List every line in the data below that contains the word "sneaker", copying each line in full.

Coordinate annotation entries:

++++++++++

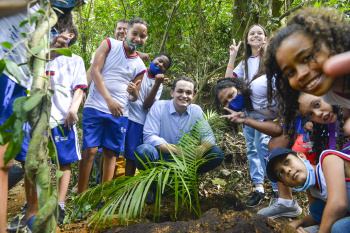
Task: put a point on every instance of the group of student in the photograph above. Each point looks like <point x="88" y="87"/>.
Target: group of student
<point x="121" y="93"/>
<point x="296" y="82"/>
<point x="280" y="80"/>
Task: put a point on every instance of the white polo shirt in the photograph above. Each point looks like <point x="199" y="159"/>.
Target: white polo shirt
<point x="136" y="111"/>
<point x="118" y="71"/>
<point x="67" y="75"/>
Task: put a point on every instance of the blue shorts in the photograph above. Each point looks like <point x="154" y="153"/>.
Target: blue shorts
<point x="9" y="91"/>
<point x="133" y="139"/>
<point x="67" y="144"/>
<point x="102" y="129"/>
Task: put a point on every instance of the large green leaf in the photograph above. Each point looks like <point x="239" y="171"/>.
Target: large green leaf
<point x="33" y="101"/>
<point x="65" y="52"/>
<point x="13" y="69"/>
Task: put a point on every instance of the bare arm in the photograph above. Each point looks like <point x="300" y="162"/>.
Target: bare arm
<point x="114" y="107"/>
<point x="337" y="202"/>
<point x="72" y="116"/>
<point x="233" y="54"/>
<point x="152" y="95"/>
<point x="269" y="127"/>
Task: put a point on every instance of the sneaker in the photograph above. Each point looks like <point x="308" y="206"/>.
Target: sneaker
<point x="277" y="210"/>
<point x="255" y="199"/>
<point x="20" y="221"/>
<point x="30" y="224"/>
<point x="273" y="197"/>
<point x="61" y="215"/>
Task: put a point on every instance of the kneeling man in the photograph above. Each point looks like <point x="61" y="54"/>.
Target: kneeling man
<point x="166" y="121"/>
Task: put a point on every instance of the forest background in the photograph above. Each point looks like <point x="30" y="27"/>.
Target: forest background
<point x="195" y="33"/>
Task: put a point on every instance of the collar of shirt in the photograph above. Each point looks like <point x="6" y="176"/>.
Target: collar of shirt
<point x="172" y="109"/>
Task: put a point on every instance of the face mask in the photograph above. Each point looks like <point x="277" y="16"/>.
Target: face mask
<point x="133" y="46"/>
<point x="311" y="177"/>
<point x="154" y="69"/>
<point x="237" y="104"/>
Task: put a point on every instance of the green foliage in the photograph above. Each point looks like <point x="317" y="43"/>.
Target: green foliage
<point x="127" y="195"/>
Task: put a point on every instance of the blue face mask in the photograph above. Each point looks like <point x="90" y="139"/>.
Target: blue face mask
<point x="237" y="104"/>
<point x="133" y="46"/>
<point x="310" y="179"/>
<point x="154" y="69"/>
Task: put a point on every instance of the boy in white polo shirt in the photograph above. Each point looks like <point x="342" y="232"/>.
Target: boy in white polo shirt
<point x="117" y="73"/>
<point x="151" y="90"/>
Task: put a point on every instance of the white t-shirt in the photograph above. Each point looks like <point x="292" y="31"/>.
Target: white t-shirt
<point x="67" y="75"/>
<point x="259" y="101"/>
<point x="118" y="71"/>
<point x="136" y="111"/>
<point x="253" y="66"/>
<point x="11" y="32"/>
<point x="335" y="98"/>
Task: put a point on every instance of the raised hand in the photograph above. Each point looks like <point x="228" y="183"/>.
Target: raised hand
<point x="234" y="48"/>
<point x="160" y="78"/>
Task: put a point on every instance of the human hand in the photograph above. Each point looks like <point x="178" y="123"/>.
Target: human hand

++++++++++

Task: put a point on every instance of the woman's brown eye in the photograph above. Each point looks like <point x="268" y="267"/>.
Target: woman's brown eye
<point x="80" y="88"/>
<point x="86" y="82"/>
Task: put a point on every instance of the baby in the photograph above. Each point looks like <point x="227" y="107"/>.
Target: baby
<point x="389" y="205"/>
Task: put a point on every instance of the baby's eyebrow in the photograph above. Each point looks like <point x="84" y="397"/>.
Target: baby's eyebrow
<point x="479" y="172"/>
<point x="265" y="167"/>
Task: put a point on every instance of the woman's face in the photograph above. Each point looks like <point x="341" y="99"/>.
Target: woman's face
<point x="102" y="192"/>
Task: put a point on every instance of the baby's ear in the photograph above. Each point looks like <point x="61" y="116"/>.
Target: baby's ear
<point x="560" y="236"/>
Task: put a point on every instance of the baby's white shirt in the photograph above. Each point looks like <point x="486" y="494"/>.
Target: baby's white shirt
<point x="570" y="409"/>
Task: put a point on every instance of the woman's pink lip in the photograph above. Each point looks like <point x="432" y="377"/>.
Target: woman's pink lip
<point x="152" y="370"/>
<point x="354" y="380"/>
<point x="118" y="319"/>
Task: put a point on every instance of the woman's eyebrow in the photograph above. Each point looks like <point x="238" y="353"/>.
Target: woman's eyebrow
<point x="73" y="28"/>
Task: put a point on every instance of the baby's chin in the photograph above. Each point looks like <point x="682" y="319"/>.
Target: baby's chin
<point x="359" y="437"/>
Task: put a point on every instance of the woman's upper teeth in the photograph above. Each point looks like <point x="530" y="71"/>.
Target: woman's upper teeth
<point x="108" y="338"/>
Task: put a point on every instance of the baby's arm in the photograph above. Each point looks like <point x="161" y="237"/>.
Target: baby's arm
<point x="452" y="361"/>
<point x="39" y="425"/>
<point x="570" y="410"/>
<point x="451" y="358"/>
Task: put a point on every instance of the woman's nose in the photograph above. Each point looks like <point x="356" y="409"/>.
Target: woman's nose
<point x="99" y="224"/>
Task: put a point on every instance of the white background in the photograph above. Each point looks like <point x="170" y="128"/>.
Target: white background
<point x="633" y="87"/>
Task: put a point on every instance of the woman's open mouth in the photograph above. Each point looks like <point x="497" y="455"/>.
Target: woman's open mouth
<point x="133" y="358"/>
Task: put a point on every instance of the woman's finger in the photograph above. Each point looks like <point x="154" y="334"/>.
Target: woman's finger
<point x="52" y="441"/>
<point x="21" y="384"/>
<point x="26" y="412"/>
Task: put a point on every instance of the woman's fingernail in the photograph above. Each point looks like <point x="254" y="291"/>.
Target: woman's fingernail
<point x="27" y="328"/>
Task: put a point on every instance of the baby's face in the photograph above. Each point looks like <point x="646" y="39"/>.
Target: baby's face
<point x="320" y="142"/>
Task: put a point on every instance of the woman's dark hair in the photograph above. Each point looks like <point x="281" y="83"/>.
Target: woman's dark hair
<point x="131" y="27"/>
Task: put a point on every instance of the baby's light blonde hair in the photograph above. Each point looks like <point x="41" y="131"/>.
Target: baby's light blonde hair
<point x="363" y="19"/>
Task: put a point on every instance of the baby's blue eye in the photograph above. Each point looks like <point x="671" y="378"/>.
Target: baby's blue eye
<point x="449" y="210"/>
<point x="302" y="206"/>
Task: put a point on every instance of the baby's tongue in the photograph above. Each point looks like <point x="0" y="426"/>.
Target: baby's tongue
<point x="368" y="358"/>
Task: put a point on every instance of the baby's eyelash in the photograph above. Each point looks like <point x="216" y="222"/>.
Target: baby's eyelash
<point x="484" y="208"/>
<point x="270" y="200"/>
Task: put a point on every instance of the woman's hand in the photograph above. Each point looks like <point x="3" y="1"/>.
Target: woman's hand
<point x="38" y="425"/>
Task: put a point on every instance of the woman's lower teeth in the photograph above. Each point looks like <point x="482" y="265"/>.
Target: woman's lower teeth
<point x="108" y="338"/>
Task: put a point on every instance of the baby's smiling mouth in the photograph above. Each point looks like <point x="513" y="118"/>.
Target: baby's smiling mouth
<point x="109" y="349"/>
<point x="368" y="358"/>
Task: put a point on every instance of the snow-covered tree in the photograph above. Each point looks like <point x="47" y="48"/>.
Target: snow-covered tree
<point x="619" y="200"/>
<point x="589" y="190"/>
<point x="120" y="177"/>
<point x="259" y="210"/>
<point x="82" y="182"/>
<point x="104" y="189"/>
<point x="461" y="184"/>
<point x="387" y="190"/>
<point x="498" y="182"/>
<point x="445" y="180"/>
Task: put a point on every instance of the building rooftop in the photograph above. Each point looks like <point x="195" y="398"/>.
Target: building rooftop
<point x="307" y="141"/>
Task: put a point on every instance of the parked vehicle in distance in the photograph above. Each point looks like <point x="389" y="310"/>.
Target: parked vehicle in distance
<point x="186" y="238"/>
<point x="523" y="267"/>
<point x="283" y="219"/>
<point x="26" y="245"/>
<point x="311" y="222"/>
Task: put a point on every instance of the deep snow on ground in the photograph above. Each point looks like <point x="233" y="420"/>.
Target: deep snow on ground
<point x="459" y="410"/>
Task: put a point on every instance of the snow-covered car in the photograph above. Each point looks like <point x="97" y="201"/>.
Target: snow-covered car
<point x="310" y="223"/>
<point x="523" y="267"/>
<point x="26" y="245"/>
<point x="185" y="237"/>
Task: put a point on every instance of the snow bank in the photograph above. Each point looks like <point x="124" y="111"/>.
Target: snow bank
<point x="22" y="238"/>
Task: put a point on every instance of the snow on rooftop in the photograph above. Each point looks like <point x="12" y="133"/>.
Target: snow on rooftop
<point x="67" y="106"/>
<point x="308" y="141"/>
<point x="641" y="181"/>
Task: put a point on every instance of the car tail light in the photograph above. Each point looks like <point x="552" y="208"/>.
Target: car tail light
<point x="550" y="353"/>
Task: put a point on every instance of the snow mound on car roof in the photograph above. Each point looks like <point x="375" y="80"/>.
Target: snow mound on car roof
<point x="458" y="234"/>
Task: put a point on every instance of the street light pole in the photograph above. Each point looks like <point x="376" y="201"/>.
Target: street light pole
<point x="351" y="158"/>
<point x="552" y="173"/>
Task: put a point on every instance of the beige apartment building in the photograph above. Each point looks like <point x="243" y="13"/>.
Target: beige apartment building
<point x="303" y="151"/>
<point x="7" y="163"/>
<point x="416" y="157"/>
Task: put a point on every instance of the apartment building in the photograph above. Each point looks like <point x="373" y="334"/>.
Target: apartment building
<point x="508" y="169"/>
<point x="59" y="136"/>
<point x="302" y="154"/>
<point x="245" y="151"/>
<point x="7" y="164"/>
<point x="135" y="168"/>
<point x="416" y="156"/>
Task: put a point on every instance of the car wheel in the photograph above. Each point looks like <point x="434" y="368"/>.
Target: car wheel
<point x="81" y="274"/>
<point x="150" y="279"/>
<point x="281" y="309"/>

++++++++++

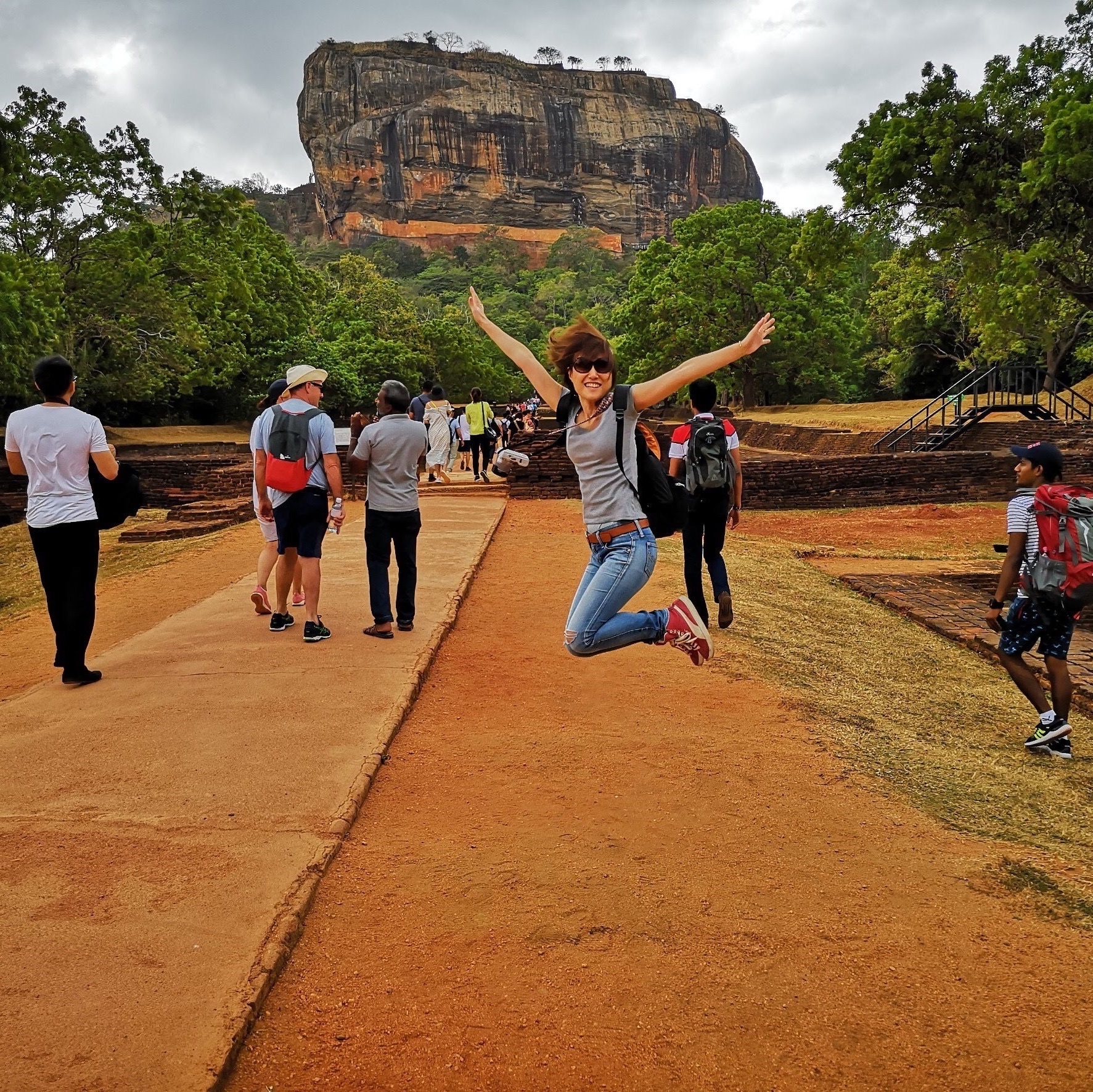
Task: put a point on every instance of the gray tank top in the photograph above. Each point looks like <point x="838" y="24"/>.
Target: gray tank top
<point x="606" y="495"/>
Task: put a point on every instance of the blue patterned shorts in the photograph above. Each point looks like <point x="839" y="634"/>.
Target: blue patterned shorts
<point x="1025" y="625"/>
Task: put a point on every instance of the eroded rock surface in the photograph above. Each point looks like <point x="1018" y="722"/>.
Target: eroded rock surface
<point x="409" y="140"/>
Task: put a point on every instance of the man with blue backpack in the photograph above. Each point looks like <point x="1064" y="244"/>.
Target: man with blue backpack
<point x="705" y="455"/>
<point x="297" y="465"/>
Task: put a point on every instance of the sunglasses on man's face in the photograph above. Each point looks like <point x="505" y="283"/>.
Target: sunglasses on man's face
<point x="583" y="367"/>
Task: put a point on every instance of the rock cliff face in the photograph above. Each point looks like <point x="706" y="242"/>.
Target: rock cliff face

++++++++++

The solution:
Task: put a point on every instance of the sneaker in the photograph above. Each point looks like <point x="308" y="206"/>.
Target: sneaker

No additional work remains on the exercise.